— TASK OBJECTIVE —
Repeat exactly, please, the lines that begin at the start of the listing and end at the line holding "# tag a point on each instance of the driftwood".
═══ PROVIDED INFORMATION ═══
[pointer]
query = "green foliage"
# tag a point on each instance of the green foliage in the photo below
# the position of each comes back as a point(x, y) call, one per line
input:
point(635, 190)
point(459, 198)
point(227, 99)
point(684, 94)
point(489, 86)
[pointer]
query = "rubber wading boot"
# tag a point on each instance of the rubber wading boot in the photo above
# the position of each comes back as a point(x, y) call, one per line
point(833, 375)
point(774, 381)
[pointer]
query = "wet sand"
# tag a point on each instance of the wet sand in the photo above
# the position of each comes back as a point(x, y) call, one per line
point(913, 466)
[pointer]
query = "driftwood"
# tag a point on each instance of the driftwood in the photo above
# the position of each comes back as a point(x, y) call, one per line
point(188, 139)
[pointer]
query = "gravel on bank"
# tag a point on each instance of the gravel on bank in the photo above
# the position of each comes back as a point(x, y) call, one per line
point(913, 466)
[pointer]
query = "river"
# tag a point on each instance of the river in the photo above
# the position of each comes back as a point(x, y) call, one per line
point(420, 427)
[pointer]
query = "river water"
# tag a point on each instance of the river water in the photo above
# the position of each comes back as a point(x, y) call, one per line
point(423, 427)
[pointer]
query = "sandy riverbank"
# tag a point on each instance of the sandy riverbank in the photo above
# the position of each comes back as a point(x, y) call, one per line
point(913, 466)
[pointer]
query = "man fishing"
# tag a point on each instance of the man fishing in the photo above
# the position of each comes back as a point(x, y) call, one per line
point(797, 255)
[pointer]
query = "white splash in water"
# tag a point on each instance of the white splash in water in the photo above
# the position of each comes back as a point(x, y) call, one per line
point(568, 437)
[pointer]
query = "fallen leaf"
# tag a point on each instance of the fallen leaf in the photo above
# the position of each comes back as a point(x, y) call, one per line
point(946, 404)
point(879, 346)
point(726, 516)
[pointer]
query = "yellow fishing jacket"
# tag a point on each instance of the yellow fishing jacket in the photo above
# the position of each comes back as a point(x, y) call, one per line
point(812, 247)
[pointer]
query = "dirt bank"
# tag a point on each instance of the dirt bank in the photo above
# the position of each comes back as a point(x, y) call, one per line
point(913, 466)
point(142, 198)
═══
— ANSWER FOR THIS EXERCISE —
[pointer]
query = "green foliage"
# tag a point on each instance of the green foliage in the photo below
# the position of each comes back as a point(x, y) call, one per line
input:
point(635, 190)
point(459, 198)
point(227, 99)
point(684, 94)
point(489, 86)
[pointer]
query = "rubber wading boot"
# tag a point on each instance of the rubber wading boot in the photo above
# the position of each comes back as a point(x, y) call, one per line
point(833, 375)
point(774, 381)
[pointer]
query = "wet sand"
# tag a point on each instance of the wet sand in the photo above
# the position of each comes back as a point(x, y) call, one per line
point(913, 466)
[pointer]
query = "driftwood"
# tag a point on each instance of the driftwood in the photo above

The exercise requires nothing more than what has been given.